Task details = Show each line in the listing below that contains the string "find", and copy every such line in full. Count only matches with the same capitalization.

The data =

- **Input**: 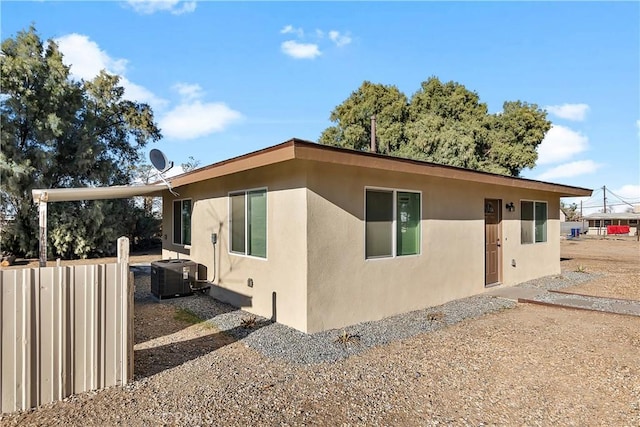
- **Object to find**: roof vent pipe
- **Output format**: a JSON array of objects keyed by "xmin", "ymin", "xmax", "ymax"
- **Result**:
[{"xmin": 371, "ymin": 114, "xmax": 377, "ymax": 153}]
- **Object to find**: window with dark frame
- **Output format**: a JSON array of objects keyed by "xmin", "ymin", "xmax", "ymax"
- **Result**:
[
  {"xmin": 173, "ymin": 199, "xmax": 191, "ymax": 245},
  {"xmin": 520, "ymin": 200, "xmax": 548, "ymax": 244},
  {"xmin": 365, "ymin": 189, "xmax": 421, "ymax": 259},
  {"xmin": 229, "ymin": 189, "xmax": 267, "ymax": 258}
]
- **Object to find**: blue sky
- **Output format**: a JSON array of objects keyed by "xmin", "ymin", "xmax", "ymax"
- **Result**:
[{"xmin": 0, "ymin": 0, "xmax": 640, "ymax": 210}]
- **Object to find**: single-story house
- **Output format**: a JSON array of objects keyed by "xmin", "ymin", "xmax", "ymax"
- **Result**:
[
  {"xmin": 584, "ymin": 212, "xmax": 640, "ymax": 236},
  {"xmin": 162, "ymin": 139, "xmax": 591, "ymax": 333}
]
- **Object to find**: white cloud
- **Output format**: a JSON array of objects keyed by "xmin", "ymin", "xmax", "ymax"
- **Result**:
[
  {"xmin": 55, "ymin": 33, "xmax": 127, "ymax": 80},
  {"xmin": 544, "ymin": 104, "xmax": 589, "ymax": 122},
  {"xmin": 536, "ymin": 160, "xmax": 602, "ymax": 181},
  {"xmin": 55, "ymin": 33, "xmax": 167, "ymax": 108},
  {"xmin": 613, "ymin": 184, "xmax": 640, "ymax": 202},
  {"xmin": 280, "ymin": 40, "xmax": 322, "ymax": 59},
  {"xmin": 159, "ymin": 100, "xmax": 242, "ymax": 140},
  {"xmin": 280, "ymin": 25, "xmax": 304, "ymax": 38},
  {"xmin": 329, "ymin": 30, "xmax": 351, "ymax": 47},
  {"xmin": 173, "ymin": 83, "xmax": 204, "ymax": 101},
  {"xmin": 127, "ymin": 0, "xmax": 196, "ymax": 15},
  {"xmin": 536, "ymin": 125, "xmax": 589, "ymax": 165}
]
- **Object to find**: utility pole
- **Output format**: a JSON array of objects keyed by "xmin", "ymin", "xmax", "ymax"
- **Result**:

Written solution =
- **Object to find**: roof vent pipe
- **Object to find**: window with dark frame
- **Object to find**: blue sky
- **Object to find**: single-story house
- **Object to find**: white cloud
- **Object to find**: utility pole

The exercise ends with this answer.